Work instructions »
**1)** Return the passage of the trans fat article starting at "Is the difference" and ending at "among consenting adults.", copied word for word.
**2)** Render the following sentence from the trans fat article in French: "A good cake doughnut has the substance of pound cake."

Selected text »
———

Who Needs Trans Fat?
In the March issue of The Atlantic, food writer Corby Kummer investigates how easy it will be for restaurants and bakeries to comply with New York's trans fat ban. (The full text is available only to subscribers.) Kummer, whose analysis is especially interesting because he is married to Boston's health commissioner and sympathetic to the rationale for the ban, punctures the pretense that restaurants and food manufacturers use trans fats for no good reason (out of sheer perversity, to judge from the rhetoric of some activists and public health officials). In addition to the advantages of lower cost and longer shelf life, partially hydrogenated vegetable oil provides flavor and texture that can be hard to replicate without going back to animal fat. "I realized that saying trans fats are 'totally replaceable,' as [New York City Health Commissioner Thomas] Frieden repeatedly does…is easier for a health official than for a product developer," Kummer writes. He notes that big chains have labored long and hard, trying many different combinations of ingredients, to come up with acceptable replacements for trans fat. He worries that mom-and-pop bakeries, lacking the resources of Au Bon Pain, will "never be able to figure all that out." Donuts, according to Kummer, are a special challenge:
I saw why lard and shortening have always been best for deep frying….The resolidified fat gives the interior a texture that oil simply cannot. Yeast-raised doughnuts are less problematic, because they should remain airy. But in a cake doughnut, the right texture is as unmistakable as the firm crumble of a butter cake—which requires a fat that solidifies at room temperature. A good cake doughnut has the substance of pound cake. It won't get that from corn or canola oil.
Is the difference worth a slight increase in heart disease risk? A truly tolerant society would leave that decision to individual consumers. But we're talking about New York, which does not allow smoking among consenting adults.

———

Extracted information »
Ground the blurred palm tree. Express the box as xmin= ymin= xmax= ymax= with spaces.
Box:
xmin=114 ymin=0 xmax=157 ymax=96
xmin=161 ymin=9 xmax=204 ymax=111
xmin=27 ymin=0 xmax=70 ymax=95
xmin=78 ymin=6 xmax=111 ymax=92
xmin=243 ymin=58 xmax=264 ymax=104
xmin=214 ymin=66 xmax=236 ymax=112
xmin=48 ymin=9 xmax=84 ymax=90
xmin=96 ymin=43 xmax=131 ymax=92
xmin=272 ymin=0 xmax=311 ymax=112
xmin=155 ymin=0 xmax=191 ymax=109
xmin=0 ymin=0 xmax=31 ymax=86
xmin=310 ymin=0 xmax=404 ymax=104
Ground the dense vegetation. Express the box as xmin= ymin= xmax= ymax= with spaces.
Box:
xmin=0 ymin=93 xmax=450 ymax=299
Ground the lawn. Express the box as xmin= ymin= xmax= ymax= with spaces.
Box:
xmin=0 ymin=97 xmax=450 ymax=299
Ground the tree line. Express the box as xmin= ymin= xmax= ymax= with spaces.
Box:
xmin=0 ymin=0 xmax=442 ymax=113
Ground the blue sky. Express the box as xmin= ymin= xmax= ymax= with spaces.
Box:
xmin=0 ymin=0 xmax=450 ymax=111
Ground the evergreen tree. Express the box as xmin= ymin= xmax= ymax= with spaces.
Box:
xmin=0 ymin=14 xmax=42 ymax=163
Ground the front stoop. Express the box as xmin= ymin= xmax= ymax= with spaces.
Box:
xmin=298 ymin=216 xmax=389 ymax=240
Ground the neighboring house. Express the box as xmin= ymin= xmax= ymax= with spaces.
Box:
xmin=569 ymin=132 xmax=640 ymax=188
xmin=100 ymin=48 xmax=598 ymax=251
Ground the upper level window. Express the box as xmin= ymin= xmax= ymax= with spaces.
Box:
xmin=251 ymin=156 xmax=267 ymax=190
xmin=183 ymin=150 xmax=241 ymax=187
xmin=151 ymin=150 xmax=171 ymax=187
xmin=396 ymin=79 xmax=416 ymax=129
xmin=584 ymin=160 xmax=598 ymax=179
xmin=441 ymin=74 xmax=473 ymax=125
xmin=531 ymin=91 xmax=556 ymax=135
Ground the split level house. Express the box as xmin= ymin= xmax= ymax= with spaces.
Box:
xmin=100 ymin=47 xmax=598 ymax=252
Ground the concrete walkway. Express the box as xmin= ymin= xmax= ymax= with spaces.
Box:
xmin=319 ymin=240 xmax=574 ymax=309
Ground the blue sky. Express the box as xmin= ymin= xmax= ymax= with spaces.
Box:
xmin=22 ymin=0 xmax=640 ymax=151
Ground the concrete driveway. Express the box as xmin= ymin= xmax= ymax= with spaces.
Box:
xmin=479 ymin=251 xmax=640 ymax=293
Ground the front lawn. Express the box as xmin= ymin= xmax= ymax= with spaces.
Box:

———

Set of answers »
**1)**
Is the difference worth a slight increase in heart disease risk? A truly tolerant society would leave that decision to individual consumers. But we're talking about New York, which does not allow smoking among consenting adults.

**2)** Un bon beignet de type gâteau a la consistance d'un quatre-quarts.